Given passage:
There’s lots of other ways SQL ignores the relational model, for example, returning scalar values from aggregates, returning duplicate rows from queries etc.
I had an idea recently to write a Relational-SQL mapper, which is similar to an Object-Relational mapper, but instead of mapping an object oriented syntax to an SQL backend, it maps a relational syntax (similar to something like Tutorial D) to an SQL backend. A kind of “fix all the non-relational stuff about SQL” mapper.
I’ve not got very far however
The main challenge with such a project is that you have to create a full language, or at least I think you do. People want to be able to sort stuff inside the DBMS, for instance, so just supporting relational algebra is probably not good enough to be useful. So, now you need non-relational operators, too, and the whole thing becomes a giant undertaking.
See my other post on the subject:
http://thoughts.davisjeff.com/2008/08/03/why-dbmss-are-so-complex/
FYI Darren Duncan has been working on just such a project for several years.
http://pugs.postgresql.org/node/404
http://www.mail-archive.com/dbi-users@perl.org/msg31943.html
Tim, thanks for the lip-service to my project. It also gives more support to what I’m doing when I hear that others have wanted or tried to do similar, as it shows more that demand is there.
First you think NULL is a value.
Then you think NULL is not a value.
Finally you realize NULL is NULL and there is no point in trying to understand it.
Well said!
Well, I still have doubts why an empty string (”) is not a NULL (like in Oracle in example).
Hi! Interesting post.
I know you warned us not to, but I can’t help trying to apply some wits against null. Besides, everybody in the comments seem to agree with you, so I guess I gotto be the shmuck to try and at least play devil’s advocate just once :p
First off, NULL and “the null value” are not the same thing – NULL is a keyword that denotes the generic null value, regardless of context. But usually, when talking or writing about some expression that evaluates to the null value, it ends up being denoted as NULL – the keyword. I will add “the keyword” when I mean that, and just NULL when I mean any null-value expression.
Discussing a few items you mentioned:
#1 “The phrase “NULL is not a value” also raises the question: “what is it, then?”.”
It is indeed confusing, but not as hard as it seems. ISO/IEC 9075-1:2003 (E) mentions it on two occasions:
3.1.1.11 null value: A special value that is used to indicate the absence of any data value.

Data shown:
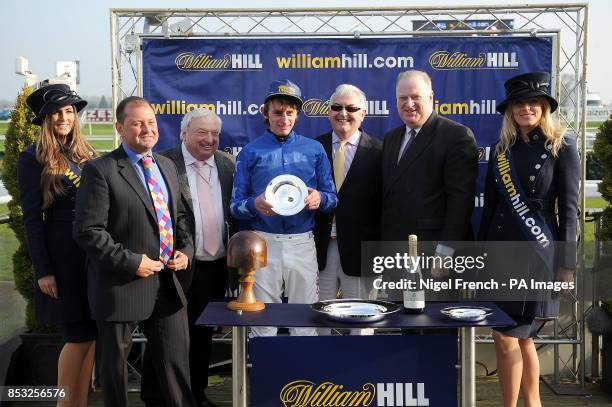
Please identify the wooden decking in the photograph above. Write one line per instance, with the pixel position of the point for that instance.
(488, 395)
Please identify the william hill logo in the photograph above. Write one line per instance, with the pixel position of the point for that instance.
(304, 393)
(190, 61)
(444, 60)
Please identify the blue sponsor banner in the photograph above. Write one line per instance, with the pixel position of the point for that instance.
(231, 76)
(382, 370)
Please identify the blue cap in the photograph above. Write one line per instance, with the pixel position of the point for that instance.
(284, 87)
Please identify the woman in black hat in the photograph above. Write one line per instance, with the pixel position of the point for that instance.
(49, 175)
(531, 195)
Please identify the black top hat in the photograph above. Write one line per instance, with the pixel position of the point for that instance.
(48, 99)
(526, 86)
(284, 87)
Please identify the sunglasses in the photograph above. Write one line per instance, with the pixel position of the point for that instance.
(338, 108)
(58, 95)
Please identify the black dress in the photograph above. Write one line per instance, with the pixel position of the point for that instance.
(53, 251)
(552, 187)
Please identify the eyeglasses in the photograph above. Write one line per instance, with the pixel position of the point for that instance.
(58, 95)
(338, 108)
(214, 133)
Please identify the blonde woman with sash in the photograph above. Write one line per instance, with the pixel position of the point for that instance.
(49, 176)
(544, 169)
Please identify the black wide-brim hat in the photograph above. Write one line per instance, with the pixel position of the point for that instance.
(48, 99)
(526, 86)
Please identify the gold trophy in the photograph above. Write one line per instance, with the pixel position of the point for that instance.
(247, 252)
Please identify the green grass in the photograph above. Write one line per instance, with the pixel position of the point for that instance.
(97, 129)
(8, 245)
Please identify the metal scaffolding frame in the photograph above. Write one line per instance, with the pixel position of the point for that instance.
(567, 23)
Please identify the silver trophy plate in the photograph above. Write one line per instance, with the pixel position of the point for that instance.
(355, 310)
(286, 193)
(467, 313)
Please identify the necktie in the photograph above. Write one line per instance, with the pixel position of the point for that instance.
(164, 221)
(208, 214)
(406, 144)
(339, 165)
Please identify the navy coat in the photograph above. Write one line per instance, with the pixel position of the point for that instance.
(51, 247)
(552, 189)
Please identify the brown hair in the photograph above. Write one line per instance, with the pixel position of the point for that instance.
(553, 132)
(120, 112)
(55, 162)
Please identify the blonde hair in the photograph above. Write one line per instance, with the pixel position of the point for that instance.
(55, 162)
(552, 130)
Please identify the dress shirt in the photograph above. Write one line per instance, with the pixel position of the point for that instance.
(406, 139)
(139, 168)
(192, 178)
(350, 149)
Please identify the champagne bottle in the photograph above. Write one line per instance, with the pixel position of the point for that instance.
(414, 296)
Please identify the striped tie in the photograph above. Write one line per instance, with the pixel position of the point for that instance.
(166, 240)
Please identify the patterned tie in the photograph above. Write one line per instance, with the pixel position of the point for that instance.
(208, 214)
(406, 144)
(339, 165)
(166, 239)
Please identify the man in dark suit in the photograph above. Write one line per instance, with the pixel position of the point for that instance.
(429, 171)
(356, 160)
(131, 223)
(208, 277)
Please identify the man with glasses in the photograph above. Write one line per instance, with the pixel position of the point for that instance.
(206, 176)
(429, 170)
(292, 259)
(356, 160)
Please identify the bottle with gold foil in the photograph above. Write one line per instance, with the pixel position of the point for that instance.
(414, 295)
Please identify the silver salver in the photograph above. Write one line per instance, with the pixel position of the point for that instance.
(467, 313)
(355, 310)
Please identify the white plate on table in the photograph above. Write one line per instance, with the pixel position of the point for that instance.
(286, 193)
(467, 313)
(355, 310)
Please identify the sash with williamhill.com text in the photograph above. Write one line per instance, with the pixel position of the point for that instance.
(531, 222)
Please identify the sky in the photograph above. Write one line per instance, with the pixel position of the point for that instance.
(63, 30)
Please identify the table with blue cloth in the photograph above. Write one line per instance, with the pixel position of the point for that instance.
(379, 370)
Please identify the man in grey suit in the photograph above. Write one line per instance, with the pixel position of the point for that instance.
(356, 159)
(429, 170)
(131, 223)
(207, 279)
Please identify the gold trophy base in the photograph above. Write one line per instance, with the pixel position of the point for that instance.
(246, 301)
(246, 306)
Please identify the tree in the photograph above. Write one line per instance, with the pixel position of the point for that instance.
(20, 134)
(602, 148)
(103, 104)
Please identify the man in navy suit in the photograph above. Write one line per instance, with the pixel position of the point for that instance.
(131, 223)
(356, 159)
(429, 170)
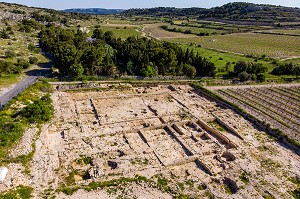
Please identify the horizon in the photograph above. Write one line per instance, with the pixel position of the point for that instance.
(78, 4)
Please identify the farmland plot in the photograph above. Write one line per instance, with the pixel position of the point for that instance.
(275, 46)
(277, 105)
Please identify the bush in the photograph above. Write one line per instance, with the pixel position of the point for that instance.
(23, 64)
(33, 60)
(10, 131)
(10, 54)
(39, 111)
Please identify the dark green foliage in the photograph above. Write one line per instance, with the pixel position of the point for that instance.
(10, 54)
(39, 111)
(27, 25)
(33, 60)
(4, 34)
(108, 56)
(23, 64)
(6, 67)
(21, 192)
(10, 131)
(296, 193)
(232, 11)
(244, 177)
(249, 70)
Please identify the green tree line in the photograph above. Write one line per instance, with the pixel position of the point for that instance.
(104, 54)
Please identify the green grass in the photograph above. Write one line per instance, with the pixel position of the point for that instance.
(12, 123)
(221, 58)
(7, 80)
(250, 44)
(121, 32)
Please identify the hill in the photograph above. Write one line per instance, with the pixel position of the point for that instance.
(96, 11)
(238, 11)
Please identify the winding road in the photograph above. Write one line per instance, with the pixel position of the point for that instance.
(22, 85)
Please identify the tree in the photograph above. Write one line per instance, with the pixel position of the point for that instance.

Required task A: In the thread on SQL and NULL, how long has Darren Duncan been working on a Relational-SQL mapper?
Required task B: Carry on the thread on SQL and NULL from the point where it stops.

Exercise result A: For several years.

Exercise result B:
4.4.2 The null value
Every data type includes a special value, called the null value, sometimes denoted by the keyword NULL. This
value differs from other values in the following respects:
— Since the null value is in every data type, the data type of the null value implied by the keyword NULL
cannot be inferred; hence NULL can be used to denote the null value only in certain contexts, rather than
everywhere that a literal is permitted.
— Although the null value is neither equal to any other value nor not equal to any other value — it is unknown
whether or not it is equal to any given value — in some contexts, multiple null values are treated together;
for example, the treats all null values together.
So, this just says: every data type has a collection of possible values, which includes a special one that behaves differently, with the explicit purpose of *indicating* the absence of a value.
Most people will agree that something cannot be there and at the same time not be there. So, saying that the null value is an absent value is nonsense. Saying that the null value is a *placeholder* that an appear in any place where you can normally expect a value isn’t that strange IMO.
It looks a bit more ambiguous when you read the part that goes: “…it is unknown whether or not it is equal to any given value…”, but this is just part of the “specialness” of the null value that allows it to properly indicate absence of value.
So, in short, NULL is a value, its just a special one with the explicit purpose of indicating the absence of value. Some argue that the entire concept of absence of value is non-sense, but it turns out to be mighty convenient: for example, how would outer join operations work if we wouldn’t have a concept of absence?
#2 “Aggregates ignore NULLs — According to the standard, aggregates are supposed to ignore NULLs, because the information is missing. But why is it OK to ignore the missing information in an aggregate, but not, say, with the + operator? Is it really OK to just ignore it?”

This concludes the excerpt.